====== SEGMENT DE TEXTE ======

Les affirmations de puissance de la Russie, de la Chine, de l’Iran et de la Turquie ainsi que les confrontations hybrides et multiformes mettent en péril la sécurité internationale, avec un risque de déclassement stratégique pour l’Europe. En conséquence, la France réactualise sa « Revue stratégique ».

Alice Guitton, directrice générale des relations internationales et de la stratégie du ministère des Armées, a présenté le document « Actualisation stratégique 2021 » (AS 2021) à la presse, le 21 janvier 2021 à Paris. Dans la préface, la ministre des Armées, Florence Parly, souligne que le bouleversement social et économique majeur dû au Covd-19 a approfondi les clivages et rapports de forces, suscitant de nouvelles tensions sur les ressources et surtout catalysant les menaces.

======

» **CONSIGNES DE L'EXERCICE**
**1.** Reproduisez fidèlement le passage du texte sur l'Actualisation stratégique 2021, en partant de « Alice Guitton, directrice » et en allant jusqu'à « catalysant les menaces. ».
**2.** Dans le texte sur l'Actualisation stratégique 2021, à quelle date Alice Guitton a-t-elle présenté le document à la presse ?
Le matériel qui suit n'a aucun rôle dans ce travail.

====== JEU DE DONNÉES ======

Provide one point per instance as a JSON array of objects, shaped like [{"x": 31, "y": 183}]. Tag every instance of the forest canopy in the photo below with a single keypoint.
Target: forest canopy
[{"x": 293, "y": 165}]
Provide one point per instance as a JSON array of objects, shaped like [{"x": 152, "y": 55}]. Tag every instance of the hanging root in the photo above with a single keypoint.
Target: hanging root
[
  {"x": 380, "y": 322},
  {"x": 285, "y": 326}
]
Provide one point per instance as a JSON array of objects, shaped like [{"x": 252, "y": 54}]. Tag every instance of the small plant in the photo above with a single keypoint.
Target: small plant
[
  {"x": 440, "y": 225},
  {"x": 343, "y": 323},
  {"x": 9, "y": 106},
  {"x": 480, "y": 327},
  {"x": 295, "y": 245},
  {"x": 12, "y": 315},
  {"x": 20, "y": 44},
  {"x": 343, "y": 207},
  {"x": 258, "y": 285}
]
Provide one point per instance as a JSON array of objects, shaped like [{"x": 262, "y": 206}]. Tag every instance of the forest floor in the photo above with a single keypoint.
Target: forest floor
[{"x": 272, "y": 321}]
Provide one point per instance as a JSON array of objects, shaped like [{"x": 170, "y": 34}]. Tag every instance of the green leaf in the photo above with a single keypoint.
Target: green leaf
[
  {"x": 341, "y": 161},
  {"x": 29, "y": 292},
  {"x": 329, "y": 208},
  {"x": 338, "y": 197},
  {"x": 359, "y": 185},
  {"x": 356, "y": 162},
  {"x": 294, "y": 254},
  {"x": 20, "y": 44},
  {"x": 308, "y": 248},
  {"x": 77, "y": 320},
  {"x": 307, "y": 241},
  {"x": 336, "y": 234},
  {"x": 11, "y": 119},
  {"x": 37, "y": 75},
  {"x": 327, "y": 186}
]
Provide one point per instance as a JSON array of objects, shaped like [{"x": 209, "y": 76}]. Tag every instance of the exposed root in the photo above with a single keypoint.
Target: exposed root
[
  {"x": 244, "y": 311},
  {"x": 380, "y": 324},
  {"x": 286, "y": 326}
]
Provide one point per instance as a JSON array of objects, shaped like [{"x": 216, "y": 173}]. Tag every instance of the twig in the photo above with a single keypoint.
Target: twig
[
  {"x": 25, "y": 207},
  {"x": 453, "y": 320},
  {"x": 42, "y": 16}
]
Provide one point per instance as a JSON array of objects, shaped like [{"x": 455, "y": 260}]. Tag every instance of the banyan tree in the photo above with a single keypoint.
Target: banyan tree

======

» **CORRIGÉ DE L'EXERCICE**
**1.**
Alice Guitton, directrice générale des relations internationales et de la stratégie du ministère des Armées, a présenté le document « Actualisation stratégique 2021 » (AS 2021) à la presse, le 21 janvier 2021 à Paris. Dans la préface, la ministre des Armées, Florence Parly, souligne que le bouleversement social et économique majeur dû au Covd-19 a approfondi les clivages et rapports de forces, suscitant de nouvelles tensions sur les ressources et surtout catalysant les menaces.

**2.** Le 21 janvier 2021.